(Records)
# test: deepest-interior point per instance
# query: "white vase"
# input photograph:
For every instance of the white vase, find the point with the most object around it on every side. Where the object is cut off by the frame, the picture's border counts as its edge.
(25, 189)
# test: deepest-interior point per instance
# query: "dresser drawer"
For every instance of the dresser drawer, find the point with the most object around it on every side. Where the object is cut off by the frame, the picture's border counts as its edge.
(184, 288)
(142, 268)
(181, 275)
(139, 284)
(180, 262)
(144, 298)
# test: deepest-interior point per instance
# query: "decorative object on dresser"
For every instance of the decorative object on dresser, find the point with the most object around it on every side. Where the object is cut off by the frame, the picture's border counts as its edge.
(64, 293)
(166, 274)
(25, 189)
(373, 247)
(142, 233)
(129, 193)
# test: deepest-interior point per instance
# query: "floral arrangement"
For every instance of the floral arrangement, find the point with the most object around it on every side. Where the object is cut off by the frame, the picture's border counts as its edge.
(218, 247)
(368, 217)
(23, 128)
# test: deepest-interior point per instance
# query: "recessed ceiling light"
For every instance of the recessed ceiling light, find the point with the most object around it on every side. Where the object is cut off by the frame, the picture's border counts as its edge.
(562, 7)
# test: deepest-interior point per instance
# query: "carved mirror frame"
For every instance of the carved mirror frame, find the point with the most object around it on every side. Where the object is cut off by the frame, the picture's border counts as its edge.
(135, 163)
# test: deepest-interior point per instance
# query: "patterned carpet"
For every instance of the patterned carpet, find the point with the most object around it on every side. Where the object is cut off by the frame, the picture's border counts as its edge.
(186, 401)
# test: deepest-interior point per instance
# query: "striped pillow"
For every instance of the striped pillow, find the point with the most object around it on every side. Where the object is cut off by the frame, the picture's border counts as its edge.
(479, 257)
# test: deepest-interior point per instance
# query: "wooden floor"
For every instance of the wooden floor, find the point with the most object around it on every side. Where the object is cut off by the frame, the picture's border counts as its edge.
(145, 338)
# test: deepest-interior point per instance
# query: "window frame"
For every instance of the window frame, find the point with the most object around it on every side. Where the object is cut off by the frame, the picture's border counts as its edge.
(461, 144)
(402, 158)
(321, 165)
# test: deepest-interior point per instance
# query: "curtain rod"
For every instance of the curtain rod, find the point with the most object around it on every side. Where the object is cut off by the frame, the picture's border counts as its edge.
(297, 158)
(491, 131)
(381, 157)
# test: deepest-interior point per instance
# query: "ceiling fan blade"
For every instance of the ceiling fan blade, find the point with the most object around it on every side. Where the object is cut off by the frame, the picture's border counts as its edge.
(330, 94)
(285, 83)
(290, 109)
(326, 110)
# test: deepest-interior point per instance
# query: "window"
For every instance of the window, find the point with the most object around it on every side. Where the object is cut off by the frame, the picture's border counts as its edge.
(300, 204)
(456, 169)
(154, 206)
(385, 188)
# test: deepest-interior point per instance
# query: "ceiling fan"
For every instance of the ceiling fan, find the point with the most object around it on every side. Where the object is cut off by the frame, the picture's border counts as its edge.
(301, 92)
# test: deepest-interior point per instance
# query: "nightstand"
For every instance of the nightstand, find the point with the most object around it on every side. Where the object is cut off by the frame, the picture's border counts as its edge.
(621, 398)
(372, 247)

What needs to be done: Your task is to reproduce the whole listing exactly.

Full solution:
# test: deepest-interior point per instance
# query: "white vase"
# input photograph:
For every instance of the white vase, find the point with the most object around it on every side. Where the object is cut off by the frame, the picture's border counts as its edge.
(25, 189)
# test: deepest-interior point per instance
# query: "dresser drawer"
For every instance of the dresser drawer, find the point with the most object around it on every side. Where the object is cut off by the frame, the picture's border counts as its edge.
(184, 288)
(142, 268)
(181, 275)
(139, 284)
(180, 262)
(144, 298)
# test: deepest-interior point per instance
# query: "decorative object on dresser"
For every instance of the decorative object on dresser, find the point with the most object around it on every side. Where the object is cut off by the frame, the picture's border counts as its edge.
(64, 293)
(166, 274)
(25, 189)
(373, 247)
(142, 233)
(129, 193)
# test: deepest-interior point per instance
# query: "floral arrangement"
For every instance of the floral arrangement, find the point with the most object around it on every side. Where the object is cut off by the frame, the picture's border counts as its edge.
(218, 247)
(368, 217)
(23, 128)
# test: deepest-interior point per instance
# query: "recessed ceiling light"
For every instance of the recessed ceiling light, find the point with the most object around it on every side. Where the object is cut off by the frame, the picture's border counts as its edge.
(562, 7)
# test: deepest-interior point per instance
# query: "carved mirror frame"
For every instance of the carved mirror frame, find the point with the most object around it on every side. Where the object is cut off by the frame, the picture's border counts as its edge.
(135, 163)
# test: deepest-interior point per instance
# query: "patterned carpet"
For every instance of the patterned carpet, find the point with the most object around it on every side. Where the object is cut off by the frame, the picture's border counts as its edge.
(186, 401)
# test: deepest-interior point per instance
# query: "striped pillow"
For every instance of the striped pillow, find the point with the most object around it on every side. Where the object is cut off by the frame, the picture's border counts as its edge.
(479, 257)
# test: deepest-interior point per instance
# query: "wooden floor"
For every instance of the wooden floor, find the point with the most object around it on every side. Where the object is cut off by the frame, the picture's border counts as its edge.
(145, 338)
# test: deepest-interior point per instance
# query: "window frame"
For every instance of the window frame, find the point with the most object around it on every side. Where the object is cut off by the frame, the picture's border counts as its edge.
(461, 144)
(402, 158)
(321, 165)
# test: deepest-interior point per instance
# query: "curtain rod"
For every instance of the curtain rod, find the point with the most object around it on every side. Where the object is cut off by the frame, the picture's border counts as its edge.
(297, 158)
(491, 131)
(381, 157)
# test: deepest-interior point per instance
# query: "ceiling fan blade"
For every instance of the ceiling fan blade, find the point with the most object around it on every side. Where the object is cut off by the frame, the picture's border counts as its edge.
(330, 94)
(285, 83)
(290, 109)
(326, 110)
# test: deepest-interior point per instance
# query: "window"
For every instance of the window, find the point with the most object around it on every side. Where the object is cut off by the frame, the picture's border counts as its edge.
(300, 204)
(456, 169)
(154, 206)
(385, 188)
# test: deepest-interior point per instance
# query: "ceiling fan"
For every instance of the ceiling fan, find the point with the most object around it on every side. Where the object is cut off by the frame, the picture's border counts as its edge.
(301, 92)
# test: deepest-interior point per instance
# query: "nightstand"
For every instance of the nightstand, find the point with the most object around it on every side. Where the object is cut off by the frame, the picture's border counts as its edge.
(621, 398)
(372, 247)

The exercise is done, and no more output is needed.